▶
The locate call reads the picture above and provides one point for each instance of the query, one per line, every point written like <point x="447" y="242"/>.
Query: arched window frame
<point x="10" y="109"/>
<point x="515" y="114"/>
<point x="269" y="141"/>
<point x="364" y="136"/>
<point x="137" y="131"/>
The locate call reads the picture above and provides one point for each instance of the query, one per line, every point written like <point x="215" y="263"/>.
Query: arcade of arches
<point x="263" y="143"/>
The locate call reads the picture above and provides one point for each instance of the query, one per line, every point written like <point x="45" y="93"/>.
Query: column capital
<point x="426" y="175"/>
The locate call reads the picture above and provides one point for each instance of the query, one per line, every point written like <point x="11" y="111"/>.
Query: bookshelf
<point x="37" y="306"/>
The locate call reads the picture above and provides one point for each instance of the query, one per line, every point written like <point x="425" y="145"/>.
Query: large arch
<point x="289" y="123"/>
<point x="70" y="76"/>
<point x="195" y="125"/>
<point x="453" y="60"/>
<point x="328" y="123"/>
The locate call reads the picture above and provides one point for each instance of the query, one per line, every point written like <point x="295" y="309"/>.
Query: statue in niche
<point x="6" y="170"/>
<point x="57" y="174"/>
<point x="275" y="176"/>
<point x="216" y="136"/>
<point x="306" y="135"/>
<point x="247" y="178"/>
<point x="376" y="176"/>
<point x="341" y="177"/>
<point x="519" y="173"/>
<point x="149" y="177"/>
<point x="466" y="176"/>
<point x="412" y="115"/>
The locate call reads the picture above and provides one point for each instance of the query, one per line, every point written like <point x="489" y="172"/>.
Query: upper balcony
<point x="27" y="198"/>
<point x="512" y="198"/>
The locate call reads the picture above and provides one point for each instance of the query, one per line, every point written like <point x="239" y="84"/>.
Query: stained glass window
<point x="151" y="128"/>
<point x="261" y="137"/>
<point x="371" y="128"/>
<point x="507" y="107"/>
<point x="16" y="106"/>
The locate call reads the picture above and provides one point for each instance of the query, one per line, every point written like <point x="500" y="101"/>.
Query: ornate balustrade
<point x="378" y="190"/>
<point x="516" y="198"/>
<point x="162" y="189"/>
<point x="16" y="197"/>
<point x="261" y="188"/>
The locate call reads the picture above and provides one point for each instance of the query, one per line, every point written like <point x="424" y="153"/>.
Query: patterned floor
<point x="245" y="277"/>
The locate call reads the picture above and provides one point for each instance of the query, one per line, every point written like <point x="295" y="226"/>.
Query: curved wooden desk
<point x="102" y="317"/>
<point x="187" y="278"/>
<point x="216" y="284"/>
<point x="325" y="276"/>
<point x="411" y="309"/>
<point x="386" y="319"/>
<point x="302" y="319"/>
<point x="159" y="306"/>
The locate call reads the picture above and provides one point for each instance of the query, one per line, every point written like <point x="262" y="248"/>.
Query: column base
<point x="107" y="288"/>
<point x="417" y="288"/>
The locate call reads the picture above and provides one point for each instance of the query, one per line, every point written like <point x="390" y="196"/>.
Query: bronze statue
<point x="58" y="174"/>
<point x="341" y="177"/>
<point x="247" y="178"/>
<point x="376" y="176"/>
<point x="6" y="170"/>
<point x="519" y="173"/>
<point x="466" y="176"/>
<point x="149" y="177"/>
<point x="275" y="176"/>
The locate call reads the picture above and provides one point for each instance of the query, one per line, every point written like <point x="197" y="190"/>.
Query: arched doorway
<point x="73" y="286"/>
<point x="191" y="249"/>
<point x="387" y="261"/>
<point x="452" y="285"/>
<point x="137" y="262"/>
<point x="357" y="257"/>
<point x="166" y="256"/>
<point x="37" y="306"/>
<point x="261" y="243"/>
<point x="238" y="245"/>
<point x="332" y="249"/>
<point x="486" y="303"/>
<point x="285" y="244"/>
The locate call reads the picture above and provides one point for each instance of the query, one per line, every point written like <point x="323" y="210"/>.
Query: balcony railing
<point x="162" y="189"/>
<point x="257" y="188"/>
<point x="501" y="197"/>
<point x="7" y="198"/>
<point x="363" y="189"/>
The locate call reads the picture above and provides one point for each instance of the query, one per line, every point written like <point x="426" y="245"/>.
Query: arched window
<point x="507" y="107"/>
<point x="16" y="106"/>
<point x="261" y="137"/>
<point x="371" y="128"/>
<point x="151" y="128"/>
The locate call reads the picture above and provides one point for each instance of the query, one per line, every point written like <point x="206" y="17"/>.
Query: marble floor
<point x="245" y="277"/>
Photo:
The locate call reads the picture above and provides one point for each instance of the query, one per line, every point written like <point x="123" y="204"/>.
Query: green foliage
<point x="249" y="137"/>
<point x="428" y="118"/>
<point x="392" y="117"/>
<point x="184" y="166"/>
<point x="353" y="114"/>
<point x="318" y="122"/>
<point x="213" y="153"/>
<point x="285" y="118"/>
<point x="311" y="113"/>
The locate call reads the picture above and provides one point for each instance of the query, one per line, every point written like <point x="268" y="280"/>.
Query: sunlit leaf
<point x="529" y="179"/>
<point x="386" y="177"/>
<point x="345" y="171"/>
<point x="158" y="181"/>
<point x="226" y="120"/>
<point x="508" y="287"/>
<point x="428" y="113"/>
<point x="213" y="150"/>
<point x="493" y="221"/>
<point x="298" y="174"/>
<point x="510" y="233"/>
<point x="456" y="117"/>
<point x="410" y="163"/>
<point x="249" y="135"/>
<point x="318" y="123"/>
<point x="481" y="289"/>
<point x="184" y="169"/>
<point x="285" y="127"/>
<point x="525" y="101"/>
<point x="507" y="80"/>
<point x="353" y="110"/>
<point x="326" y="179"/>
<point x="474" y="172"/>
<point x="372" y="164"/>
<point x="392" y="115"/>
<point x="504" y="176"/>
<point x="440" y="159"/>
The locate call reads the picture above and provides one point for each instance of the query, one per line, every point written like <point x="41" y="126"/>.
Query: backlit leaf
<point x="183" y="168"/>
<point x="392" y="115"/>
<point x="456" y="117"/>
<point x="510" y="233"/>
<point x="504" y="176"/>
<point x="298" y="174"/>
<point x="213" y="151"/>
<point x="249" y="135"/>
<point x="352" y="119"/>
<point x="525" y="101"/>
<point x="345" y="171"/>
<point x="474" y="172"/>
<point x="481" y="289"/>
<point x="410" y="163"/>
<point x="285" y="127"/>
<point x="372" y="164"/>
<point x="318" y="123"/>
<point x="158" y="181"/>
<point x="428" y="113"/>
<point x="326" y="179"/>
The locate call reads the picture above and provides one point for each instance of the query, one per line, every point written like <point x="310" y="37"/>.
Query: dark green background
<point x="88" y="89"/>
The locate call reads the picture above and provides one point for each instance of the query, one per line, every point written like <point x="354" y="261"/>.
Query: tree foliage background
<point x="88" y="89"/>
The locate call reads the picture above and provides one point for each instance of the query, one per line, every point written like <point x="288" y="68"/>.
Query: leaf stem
◀
What to work on >> Produce a verbatim transcription of the entries above.

Output >>
The locate call reads the picture above and provides one point for each instance of the query, one per line, every point written like <point x="447" y="242"/>.
Query: arched window frame
<point x="10" y="109"/>
<point x="515" y="114"/>
<point x="269" y="141"/>
<point x="364" y="136"/>
<point x="137" y="131"/>
The locate call reads the picture above and provides one point for each instance of the query, one per line, every point written like <point x="215" y="263"/>.
Query: arcade of arches
<point x="263" y="143"/>
The locate call reads the picture above and provides one point for each instance of the query, one per line, every point written like <point x="45" y="93"/>.
Query: column capital
<point x="426" y="175"/>
The locate call reads the picture above and provides one point for each instance of the query, one per line, every point written like <point x="11" y="111"/>.
Query: bookshelf
<point x="37" y="306"/>
The locate call reads the picture above and provides one point for each instance of the query, one per line, every point written like <point x="425" y="145"/>.
Query: large arch
<point x="289" y="123"/>
<point x="70" y="76"/>
<point x="195" y="125"/>
<point x="453" y="60"/>
<point x="328" y="123"/>
The locate call reads the picture above and provides one point for each instance of the query, one per line, every point written like <point x="295" y="309"/>.
Query: statue in niche
<point x="6" y="170"/>
<point x="57" y="174"/>
<point x="275" y="176"/>
<point x="216" y="136"/>
<point x="306" y="135"/>
<point x="247" y="178"/>
<point x="376" y="176"/>
<point x="341" y="177"/>
<point x="519" y="173"/>
<point x="149" y="177"/>
<point x="466" y="176"/>
<point x="412" y="115"/>
The locate call reads the picture above and provides one point for each instance of the query, one per line, every point written like <point x="489" y="172"/>.
Query: upper balcony
<point x="27" y="198"/>
<point x="512" y="198"/>
The locate call reads the picture above and provides one point for each instance of the query, one per line, every point written like <point x="239" y="84"/>.
Query: stained glass window
<point x="151" y="128"/>
<point x="261" y="137"/>
<point x="371" y="128"/>
<point x="507" y="107"/>
<point x="16" y="106"/>
The locate call reads the picture above and provides one point for each instance of the query, one per line, every point written like <point x="500" y="101"/>.
Query: ornate balustrade
<point x="378" y="190"/>
<point x="516" y="198"/>
<point x="162" y="189"/>
<point x="16" y="197"/>
<point x="261" y="188"/>
The locate call reads the picture above and provides one point for each instance of the query, one per line, every point written like <point x="424" y="153"/>.
Query: patterned floor
<point x="245" y="277"/>
The locate call reads the picture above and provides one point for each instance of the query, one per line, every point written like <point x="295" y="226"/>.
Query: curved wooden desk
<point x="102" y="317"/>
<point x="187" y="278"/>
<point x="216" y="284"/>
<point x="325" y="276"/>
<point x="411" y="309"/>
<point x="386" y="319"/>
<point x="302" y="319"/>
<point x="159" y="306"/>
The locate call reads the picture above and provides one point for each instance of the query, one per line, every point written like <point x="262" y="248"/>.
Query: column base
<point x="107" y="288"/>
<point x="417" y="288"/>
The locate call reads the picture above and provides one point for each instance of the query, one per line, every point written like <point x="390" y="196"/>.
Query: bronze statue
<point x="58" y="174"/>
<point x="341" y="177"/>
<point x="247" y="178"/>
<point x="376" y="176"/>
<point x="6" y="170"/>
<point x="519" y="173"/>
<point x="466" y="176"/>
<point x="149" y="177"/>
<point x="275" y="176"/>
The locate call reads the picture above and provides one point for each instance of the query, one per line, every point written like <point x="197" y="190"/>.
Query: arched doorway
<point x="73" y="286"/>
<point x="191" y="249"/>
<point x="387" y="261"/>
<point x="452" y="285"/>
<point x="137" y="262"/>
<point x="357" y="257"/>
<point x="166" y="256"/>
<point x="37" y="306"/>
<point x="261" y="243"/>
<point x="238" y="245"/>
<point x="332" y="249"/>
<point x="486" y="303"/>
<point x="285" y="244"/>
The locate call reads the picture above and provides one point for each instance of the query, one per line, every point written like <point x="323" y="210"/>.
Query: balcony railing
<point x="162" y="189"/>
<point x="257" y="188"/>
<point x="501" y="197"/>
<point x="7" y="198"/>
<point x="363" y="189"/>
The locate call reads the picture above and provides one point for each instance of the query, one per line, every point written like <point x="426" y="245"/>.
Query: arched window
<point x="507" y="107"/>
<point x="16" y="106"/>
<point x="261" y="137"/>
<point x="371" y="128"/>
<point x="151" y="128"/>
The locate call reads the picture above and provides one point for each instance of the query, one per line, every point written like <point x="206" y="17"/>.
Query: marble floor
<point x="245" y="277"/>
Photo:
The locate call reads the picture above and provides one point for each instance of the query, one per line, every point written like <point x="123" y="204"/>.
Query: green foliage
<point x="249" y="137"/>
<point x="428" y="118"/>
<point x="392" y="117"/>
<point x="184" y="166"/>
<point x="353" y="114"/>
<point x="318" y="122"/>
<point x="213" y="153"/>
<point x="285" y="118"/>
<point x="311" y="113"/>
The locate call reads the picture above and provides one point for each instance of the query, one per line, every point written like <point x="268" y="280"/>.
Query: sunlit leaf
<point x="529" y="179"/>
<point x="386" y="177"/>
<point x="345" y="171"/>
<point x="158" y="181"/>
<point x="226" y="120"/>
<point x="508" y="287"/>
<point x="428" y="113"/>
<point x="213" y="150"/>
<point x="493" y="221"/>
<point x="298" y="174"/>
<point x="510" y="233"/>
<point x="456" y="117"/>
<point x="410" y="163"/>
<point x="249" y="135"/>
<point x="318" y="123"/>
<point x="481" y="289"/>
<point x="184" y="169"/>
<point x="285" y="127"/>
<point x="525" y="101"/>
<point x="507" y="80"/>
<point x="353" y="110"/>
<point x="326" y="179"/>
<point x="474" y="172"/>
<point x="372" y="164"/>
<point x="392" y="115"/>
<point x="504" y="176"/>
<point x="440" y="159"/>
The locate call reads the picture above and provides one point for each instance of the query, one per line, every point written like <point x="41" y="126"/>.
Query: backlit leaf
<point x="183" y="168"/>
<point x="392" y="115"/>
<point x="456" y="117"/>
<point x="510" y="233"/>
<point x="504" y="176"/>
<point x="298" y="174"/>
<point x="213" y="151"/>
<point x="249" y="135"/>
<point x="352" y="119"/>
<point x="525" y="101"/>
<point x="345" y="171"/>
<point x="474" y="172"/>
<point x="481" y="289"/>
<point x="410" y="163"/>
<point x="285" y="127"/>
<point x="372" y="164"/>
<point x="318" y="123"/>
<point x="158" y="181"/>
<point x="428" y="113"/>
<point x="326" y="179"/>
The locate call reads the picture above and provides one point for each instance of the query, one per line, every point written like <point x="310" y="37"/>.
Query: dark green background
<point x="88" y="89"/>
The locate call reads the picture above and provides one point for each instance of the query, one per line, every point written like <point x="354" y="261"/>.
Query: tree foliage background
<point x="88" y="89"/>
The locate call reads the picture above and provides one point for each instance of the query, one per line, every point written like <point x="288" y="68"/>.
Query: leaf stem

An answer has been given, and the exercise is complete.